▶ [AVAILABLE DATA]
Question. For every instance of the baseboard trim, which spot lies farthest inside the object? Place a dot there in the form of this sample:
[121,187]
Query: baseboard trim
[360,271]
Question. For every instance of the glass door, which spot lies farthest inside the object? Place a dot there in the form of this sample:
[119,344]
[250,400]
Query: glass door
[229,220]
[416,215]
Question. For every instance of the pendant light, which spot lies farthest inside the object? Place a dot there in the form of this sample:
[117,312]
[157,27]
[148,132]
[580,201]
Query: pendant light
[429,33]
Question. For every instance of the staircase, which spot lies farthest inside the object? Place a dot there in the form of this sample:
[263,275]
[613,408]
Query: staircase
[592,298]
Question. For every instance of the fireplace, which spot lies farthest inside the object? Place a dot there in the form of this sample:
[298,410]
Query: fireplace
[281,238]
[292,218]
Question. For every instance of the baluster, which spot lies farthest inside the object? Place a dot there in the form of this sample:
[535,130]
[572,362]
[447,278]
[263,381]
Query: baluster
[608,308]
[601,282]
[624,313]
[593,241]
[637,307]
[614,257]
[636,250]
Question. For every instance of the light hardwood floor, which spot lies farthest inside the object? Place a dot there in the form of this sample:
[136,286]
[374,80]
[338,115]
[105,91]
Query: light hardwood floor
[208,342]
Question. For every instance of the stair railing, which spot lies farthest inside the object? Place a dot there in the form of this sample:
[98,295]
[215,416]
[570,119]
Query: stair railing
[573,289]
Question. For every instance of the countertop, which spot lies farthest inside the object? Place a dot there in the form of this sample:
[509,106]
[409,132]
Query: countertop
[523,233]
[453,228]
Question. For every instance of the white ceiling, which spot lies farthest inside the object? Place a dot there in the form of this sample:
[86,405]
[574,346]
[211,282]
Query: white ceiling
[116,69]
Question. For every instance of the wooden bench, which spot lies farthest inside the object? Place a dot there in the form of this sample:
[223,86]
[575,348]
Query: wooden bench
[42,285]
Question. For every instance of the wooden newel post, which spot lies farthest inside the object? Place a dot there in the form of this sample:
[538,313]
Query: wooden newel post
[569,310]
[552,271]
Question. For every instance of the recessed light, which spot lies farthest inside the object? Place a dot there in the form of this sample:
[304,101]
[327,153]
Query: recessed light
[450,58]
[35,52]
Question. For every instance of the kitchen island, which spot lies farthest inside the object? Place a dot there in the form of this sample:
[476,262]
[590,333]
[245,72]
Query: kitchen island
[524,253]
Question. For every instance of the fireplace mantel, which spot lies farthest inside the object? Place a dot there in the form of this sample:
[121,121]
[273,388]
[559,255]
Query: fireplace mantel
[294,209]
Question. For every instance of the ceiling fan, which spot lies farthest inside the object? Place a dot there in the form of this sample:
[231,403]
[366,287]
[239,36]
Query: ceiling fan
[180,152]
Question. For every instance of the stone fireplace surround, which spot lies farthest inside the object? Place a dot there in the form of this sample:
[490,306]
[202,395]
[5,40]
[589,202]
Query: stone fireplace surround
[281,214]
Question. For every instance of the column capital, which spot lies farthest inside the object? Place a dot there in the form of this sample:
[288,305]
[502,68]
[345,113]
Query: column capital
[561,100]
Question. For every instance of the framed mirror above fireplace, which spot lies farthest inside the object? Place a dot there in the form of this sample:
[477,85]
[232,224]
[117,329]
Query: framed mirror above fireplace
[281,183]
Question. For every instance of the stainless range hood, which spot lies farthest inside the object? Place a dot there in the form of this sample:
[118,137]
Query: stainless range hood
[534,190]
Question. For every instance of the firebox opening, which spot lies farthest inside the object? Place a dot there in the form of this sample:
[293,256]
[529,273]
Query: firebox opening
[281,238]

▶ [AIM OF THE EXERCISE]
In the records above, locate the line that contains "Question. For every instance of the framed". Repeat it and every line after it, exactly, and nothing else.

▶ [REPLY]
Question. For every instance of the framed mirror above fireplace, which spot lies farthest inside the object? Place a dot there in the form of this sample:
[477,85]
[232,224]
[117,329]
Query: framed mirror above fireplace
[281,183]
Question. For every instance of the stainless range hood, which spot lies farthest inside the object? Place a dot there in the form of this sample:
[118,137]
Query: stainless range hood
[534,190]
Question. For every instance of the firebox opening, which spot lies farthest inside the object? Place a dot there in the form of this sample:
[293,256]
[529,273]
Query: firebox opening
[281,238]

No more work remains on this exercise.